_WORK TO COMPLETE:_ Reproduce the part of the thread below that opens with "row lock is" and closes with "6159 the reader.", substituting "B-tree" for "btree".

Randy Letness wrote:
Mike Matrigali wrote:
Posting complete information from derby.log may help. Just post all
of it from the most recent boot message to the end of the error.
I could but I didn't want to spam the list with a 100K of text.
That's fine. As was suggested by someone else - go ahead and file a
JIRA. That gives a great place to upload a 100k file so someone else
can look at it.
My best guess with the limited information so far is that you are
encountering an index split deadlock. So in the case below transaction
6154 is the writer, 6159 is the reader, and 6160 is the internal
transaction trying to do an index split on behalf of 6154. (10, 1)
row lock is a special internal lock for derby, which allows better
performance for scanning, but reduced concurrency for splitting. It
basically protects the scan "position" on a page while the scan does
not have a latch on the page. Not sure exactly but from your program
description 6154 has row locks on every row in the table and is likely
in the insert phase and needs to split the btree index, forks a child
transaction 6160 to do the split which is waiting on 6159 the reader.

_RECORDS:_
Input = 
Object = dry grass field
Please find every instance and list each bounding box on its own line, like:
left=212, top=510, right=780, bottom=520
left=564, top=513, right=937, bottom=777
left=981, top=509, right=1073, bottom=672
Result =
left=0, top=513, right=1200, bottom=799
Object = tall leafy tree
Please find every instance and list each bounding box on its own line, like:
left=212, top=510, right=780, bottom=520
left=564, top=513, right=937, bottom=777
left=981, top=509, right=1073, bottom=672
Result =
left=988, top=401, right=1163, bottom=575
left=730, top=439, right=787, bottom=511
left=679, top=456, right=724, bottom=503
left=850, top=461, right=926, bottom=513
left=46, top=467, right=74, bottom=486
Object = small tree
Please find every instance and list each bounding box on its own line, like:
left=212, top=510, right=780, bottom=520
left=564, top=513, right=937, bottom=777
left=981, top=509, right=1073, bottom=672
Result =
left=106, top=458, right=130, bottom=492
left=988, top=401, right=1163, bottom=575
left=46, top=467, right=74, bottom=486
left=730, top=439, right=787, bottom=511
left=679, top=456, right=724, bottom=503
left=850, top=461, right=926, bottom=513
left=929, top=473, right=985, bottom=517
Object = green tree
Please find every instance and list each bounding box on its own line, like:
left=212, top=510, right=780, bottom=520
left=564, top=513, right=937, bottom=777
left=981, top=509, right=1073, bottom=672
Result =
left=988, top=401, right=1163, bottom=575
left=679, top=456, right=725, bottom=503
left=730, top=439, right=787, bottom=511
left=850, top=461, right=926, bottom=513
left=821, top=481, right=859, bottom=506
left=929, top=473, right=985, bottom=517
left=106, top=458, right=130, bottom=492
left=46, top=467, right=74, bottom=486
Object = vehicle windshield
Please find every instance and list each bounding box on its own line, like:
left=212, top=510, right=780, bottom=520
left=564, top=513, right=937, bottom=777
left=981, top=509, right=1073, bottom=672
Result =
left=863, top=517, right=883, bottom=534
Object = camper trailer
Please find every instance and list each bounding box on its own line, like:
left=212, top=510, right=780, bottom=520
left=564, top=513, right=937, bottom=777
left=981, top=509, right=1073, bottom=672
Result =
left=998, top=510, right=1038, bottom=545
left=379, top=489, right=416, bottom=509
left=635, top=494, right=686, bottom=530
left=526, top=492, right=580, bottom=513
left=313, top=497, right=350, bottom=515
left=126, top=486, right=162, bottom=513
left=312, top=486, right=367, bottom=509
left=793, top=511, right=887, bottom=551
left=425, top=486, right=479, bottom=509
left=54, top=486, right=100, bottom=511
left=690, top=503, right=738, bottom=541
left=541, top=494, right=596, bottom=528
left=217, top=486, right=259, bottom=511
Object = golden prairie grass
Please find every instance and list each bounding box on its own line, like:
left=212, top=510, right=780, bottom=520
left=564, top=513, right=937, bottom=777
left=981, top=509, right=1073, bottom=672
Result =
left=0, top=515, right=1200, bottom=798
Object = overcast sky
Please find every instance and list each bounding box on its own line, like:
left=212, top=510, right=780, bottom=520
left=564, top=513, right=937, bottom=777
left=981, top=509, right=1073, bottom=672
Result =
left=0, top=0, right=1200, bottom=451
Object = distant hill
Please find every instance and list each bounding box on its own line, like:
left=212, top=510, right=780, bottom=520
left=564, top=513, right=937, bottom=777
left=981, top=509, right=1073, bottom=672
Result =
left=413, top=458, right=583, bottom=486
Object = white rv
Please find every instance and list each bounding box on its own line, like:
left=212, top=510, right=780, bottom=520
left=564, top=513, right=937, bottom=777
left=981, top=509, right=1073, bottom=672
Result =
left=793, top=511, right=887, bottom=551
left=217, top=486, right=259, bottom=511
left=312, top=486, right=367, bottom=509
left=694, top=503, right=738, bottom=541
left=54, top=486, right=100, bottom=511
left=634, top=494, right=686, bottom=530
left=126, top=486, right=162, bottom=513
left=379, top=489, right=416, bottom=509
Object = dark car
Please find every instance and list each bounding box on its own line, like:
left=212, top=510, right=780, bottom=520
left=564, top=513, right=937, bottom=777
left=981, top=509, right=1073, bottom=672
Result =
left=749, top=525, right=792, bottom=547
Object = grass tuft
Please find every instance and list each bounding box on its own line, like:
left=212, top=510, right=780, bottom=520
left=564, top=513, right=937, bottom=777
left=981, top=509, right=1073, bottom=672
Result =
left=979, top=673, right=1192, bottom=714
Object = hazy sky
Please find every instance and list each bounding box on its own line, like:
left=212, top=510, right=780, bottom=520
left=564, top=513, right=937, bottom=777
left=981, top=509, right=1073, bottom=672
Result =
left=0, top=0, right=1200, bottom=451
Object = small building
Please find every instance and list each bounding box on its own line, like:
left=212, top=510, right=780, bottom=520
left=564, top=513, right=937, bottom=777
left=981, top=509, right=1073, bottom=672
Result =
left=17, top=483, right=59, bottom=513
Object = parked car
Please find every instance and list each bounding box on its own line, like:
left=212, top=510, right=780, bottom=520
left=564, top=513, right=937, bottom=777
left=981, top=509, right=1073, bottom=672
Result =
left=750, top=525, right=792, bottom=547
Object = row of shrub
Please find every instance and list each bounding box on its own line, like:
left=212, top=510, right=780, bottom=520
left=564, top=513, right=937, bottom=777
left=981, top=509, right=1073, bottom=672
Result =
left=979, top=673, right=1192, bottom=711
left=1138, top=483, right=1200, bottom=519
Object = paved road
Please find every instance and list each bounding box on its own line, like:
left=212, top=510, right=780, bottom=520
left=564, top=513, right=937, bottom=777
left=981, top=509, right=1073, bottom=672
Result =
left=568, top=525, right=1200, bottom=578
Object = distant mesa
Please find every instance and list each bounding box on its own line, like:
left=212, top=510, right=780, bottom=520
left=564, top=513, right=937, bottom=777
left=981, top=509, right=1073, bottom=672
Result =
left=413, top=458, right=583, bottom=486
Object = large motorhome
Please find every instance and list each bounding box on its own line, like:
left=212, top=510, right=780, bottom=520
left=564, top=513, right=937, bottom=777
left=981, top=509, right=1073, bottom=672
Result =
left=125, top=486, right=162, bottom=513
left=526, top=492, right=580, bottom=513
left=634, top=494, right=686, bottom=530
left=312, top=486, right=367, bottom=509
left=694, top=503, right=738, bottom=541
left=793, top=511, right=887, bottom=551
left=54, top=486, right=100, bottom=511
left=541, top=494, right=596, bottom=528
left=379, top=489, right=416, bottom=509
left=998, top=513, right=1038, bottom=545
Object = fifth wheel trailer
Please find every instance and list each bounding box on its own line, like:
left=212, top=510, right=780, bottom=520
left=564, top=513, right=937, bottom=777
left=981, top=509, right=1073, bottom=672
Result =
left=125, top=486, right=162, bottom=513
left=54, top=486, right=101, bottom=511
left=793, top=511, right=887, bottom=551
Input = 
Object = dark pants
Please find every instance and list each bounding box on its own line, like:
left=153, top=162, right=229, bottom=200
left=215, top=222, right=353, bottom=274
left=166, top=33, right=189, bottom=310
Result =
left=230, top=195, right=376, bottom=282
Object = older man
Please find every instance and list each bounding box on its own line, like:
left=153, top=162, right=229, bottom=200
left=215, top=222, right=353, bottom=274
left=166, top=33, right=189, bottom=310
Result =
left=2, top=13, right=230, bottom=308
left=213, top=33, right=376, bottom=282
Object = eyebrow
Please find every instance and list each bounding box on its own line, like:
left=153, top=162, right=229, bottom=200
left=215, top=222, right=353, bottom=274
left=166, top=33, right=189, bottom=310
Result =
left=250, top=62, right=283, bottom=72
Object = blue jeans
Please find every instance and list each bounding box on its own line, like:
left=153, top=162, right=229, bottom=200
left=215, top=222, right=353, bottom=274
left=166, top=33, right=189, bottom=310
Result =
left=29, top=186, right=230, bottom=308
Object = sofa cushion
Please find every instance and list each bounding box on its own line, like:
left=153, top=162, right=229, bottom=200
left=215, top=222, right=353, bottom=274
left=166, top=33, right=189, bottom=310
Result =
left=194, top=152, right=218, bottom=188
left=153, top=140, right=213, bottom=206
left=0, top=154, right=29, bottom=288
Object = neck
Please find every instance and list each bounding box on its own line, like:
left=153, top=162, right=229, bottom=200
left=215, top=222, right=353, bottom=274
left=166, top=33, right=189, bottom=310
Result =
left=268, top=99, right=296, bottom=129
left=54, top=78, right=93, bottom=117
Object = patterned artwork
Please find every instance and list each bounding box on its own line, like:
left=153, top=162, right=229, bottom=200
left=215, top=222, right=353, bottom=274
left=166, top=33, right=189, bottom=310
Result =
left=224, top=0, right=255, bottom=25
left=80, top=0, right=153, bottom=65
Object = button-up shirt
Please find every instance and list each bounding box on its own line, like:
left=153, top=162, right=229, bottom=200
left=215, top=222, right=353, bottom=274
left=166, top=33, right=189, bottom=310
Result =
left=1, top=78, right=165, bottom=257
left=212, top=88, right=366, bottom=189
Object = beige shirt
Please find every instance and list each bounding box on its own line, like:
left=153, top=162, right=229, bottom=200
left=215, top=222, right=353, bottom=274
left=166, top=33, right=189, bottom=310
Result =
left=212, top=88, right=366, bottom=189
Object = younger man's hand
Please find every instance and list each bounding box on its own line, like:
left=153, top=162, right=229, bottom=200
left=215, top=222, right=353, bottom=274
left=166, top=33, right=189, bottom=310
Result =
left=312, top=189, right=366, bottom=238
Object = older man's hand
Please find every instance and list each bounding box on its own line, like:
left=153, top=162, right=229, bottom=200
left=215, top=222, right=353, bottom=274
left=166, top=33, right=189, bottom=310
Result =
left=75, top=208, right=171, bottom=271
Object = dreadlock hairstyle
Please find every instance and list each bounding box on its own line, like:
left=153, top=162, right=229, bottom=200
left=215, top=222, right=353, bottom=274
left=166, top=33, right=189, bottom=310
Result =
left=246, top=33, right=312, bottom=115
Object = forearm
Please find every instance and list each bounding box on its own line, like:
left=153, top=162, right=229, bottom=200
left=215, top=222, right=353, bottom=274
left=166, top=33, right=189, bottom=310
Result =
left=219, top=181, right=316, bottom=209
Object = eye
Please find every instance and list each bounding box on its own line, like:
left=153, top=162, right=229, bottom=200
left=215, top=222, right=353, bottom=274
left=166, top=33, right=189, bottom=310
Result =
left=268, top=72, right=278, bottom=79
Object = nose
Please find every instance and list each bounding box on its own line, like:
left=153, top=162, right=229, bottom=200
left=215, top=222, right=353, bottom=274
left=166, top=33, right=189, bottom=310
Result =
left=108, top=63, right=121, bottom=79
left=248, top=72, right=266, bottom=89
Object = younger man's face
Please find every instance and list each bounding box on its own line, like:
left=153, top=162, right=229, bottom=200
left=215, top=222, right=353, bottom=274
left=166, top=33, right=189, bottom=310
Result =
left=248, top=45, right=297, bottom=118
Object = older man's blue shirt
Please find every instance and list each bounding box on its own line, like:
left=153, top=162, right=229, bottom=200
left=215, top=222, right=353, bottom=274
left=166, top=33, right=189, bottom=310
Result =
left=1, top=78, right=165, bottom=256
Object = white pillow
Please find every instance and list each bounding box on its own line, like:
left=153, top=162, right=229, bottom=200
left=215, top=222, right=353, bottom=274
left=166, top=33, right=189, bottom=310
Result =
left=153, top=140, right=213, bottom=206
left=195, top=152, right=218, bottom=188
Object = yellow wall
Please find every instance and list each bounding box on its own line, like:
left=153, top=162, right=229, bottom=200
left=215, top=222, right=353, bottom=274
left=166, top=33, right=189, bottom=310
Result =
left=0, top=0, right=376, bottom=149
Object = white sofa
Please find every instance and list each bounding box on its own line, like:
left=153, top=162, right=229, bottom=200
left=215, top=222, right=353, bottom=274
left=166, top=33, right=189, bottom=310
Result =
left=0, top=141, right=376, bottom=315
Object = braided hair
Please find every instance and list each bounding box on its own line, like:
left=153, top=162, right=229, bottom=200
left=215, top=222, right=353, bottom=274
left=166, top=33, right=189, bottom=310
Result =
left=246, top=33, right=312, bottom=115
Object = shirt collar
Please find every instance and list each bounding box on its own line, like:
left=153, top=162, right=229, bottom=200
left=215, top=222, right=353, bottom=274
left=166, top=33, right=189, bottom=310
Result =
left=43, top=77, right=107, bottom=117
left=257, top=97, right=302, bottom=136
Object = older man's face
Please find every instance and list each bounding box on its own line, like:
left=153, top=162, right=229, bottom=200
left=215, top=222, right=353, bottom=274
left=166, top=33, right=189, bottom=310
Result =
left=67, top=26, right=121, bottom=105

_EXERCISE ANSWER:_
row lock is a special internal lock for derby, which allows better
performance for scanning, but reduced concurrency for splitting. It
basically protects the scan "position" on a page while the scan does
not have a latch on the page. Not sure exactly but from your program
description 6154 has row locks on every row in the table and is likely
in the insert phase and needs to split the B-tree index, forks a child
transaction 6160 to do the split which is waiting on 6159 the reader.